# HW1- Answer
## Mathematic Background (0.8%)
1. $\left(A A^{\top}\right)^{\top}=A A^{\top} \Rightarrow A A^{\top}$ is a symmetric matrix
Moreover, $\forall x \in \mathbb{R}, \quad x^{\top} A A^{\top} x=\left(A^{\top} x\right)^{\top}\left(A^{\top} x\right)=\left\|A^{\top} x\right\| \geqslant 0$
Hence, $A A^{\top}$ is positive semi-definite
2. $f\left(x_1, x_2\right)=x_1 \sin \left(x_2\right) \exp \left(-x_1 x_2\right)$
$\frac{\partial f\left(x_1, x_2\right)}{\partial x_1}=\sin \left(x_2\right) \exp \left(-x_1 x_2\right)-x_1 x_2 \exp \left(-x_1 x_2\right)\sin\left(x_2\right)$
$\frac{\partial f\left(x_1, x_2\right)}{\partial x_2}=x_1 \cos \left(x_2\right) \exp \left(-x_1 x_2\right)+x_1 \sin \left(x_2\right) \exp \left(-x_1 x_2\right)\left(-x_1\right)$
$$
\Rightarrow \nabla f(x)=\left[\begin{array}{c}
\sin \left(x_2\right) \exp \left(-x_1 x_2\right)-x_1 x_2\sin \left(x_2\right) \exp \left(-x_1 x_2\right) \\
x_1 \cos \left(x_2\right) \exp \left(-x_1 x_2\right)-x_1^2 \sin \left(x_2\right) \exp \left(-x_1 x_2\right)

### What you will do
A - Decide whether each statement agrees with the homework answer on mathematical background: (i) the heading assigns this section a weight of 0.8%; (ii) the text concludes that $A A^{\top}$ is positive definite; (iii) the function whose gradient is computed is $f\left(x_1, x_2\right)=x_1 \sin \left(x_2\right) \exp \left(-x_1 x_2\right)$.
B - Carry on the homework answer on mathematical background from the point where it stops.

### Supplied information
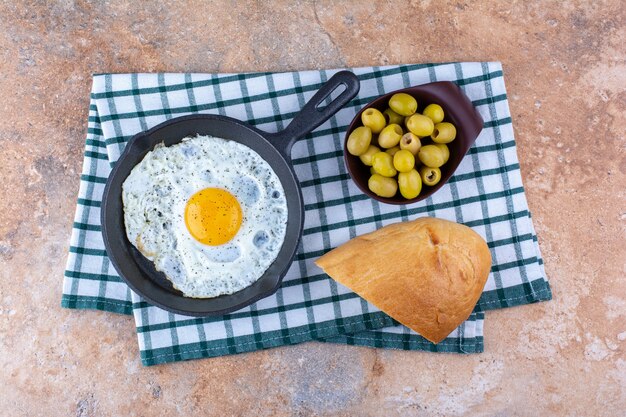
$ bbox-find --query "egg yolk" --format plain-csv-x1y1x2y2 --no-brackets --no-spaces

### Written responses
A -
(i) Yes: "Mathematic Background (0.8%)"
(ii) No: "Hence, $A A^{\top}$ is positive semi-definite"
(iii) Yes: "$f\left(x_1, x_2\right)=x_1 \sin \left(x_2\right) \exp \left(-x_1 x_2\right)$"

B -
\end{array}\right]
$$
3. Consider the likelihood function $\prod_{i=1}^n f\left(x_i ; p\right)=\prod_{i=1}^n p^{x_i}(1-p)^{1-x_i}=p^{\sum_{i=1}^n x_i}(1-p)^{n-\sum_{i=1}^n x_i}$ $\hat{p}_{m l e} \in \operatorname{argmax}_p \prod_{i=1}^n f\left(x_i ; p\right)=\operatorname{argmax}_p \log \left(\prod_{i=1}^n f\left(x_i ; p\right)\right)$ $\log \left(\prod_{i=1}^n f\left(x_i ; p\right)\right)=\sum_{i=1}^n x_i \log p+\left(n-\sum_{i=1}^n x_i^i\right) \log (1-p)$
Consider the first order condition:
$$
\begin{aligned}
& \frac{\partial}{\partial p} \log \left(\prod_{i=1}^n f\left(x_i ; p\right)\right)=\frac{1}{p} \sum_{i=1}^n x_i-\frac{1}{1-p}\left(n-\sum_{i=1}^n x_i\right)=0 \\
\Rightarrow & p n-p \sum_{i=1}^n x_i=\sum_{i=1}^n x_i-p \sum_{i=1}^n x_i \quad \Rightarrow \hat{p}_{m l e}=\frac{1}{n} \sum_{i=1}^n x_i \\
& \frac{\partial^2}{\partial p^2} \log \left(\prod_{i=1}^n f\left(x_i ; p\right)\right)=\frac{-1}{p^2} \sum_{i=1}^n x_i-\frac{1}{(1-p)^2}\left(n-\sum_{i=1}^n x_i\right) \leq 0 .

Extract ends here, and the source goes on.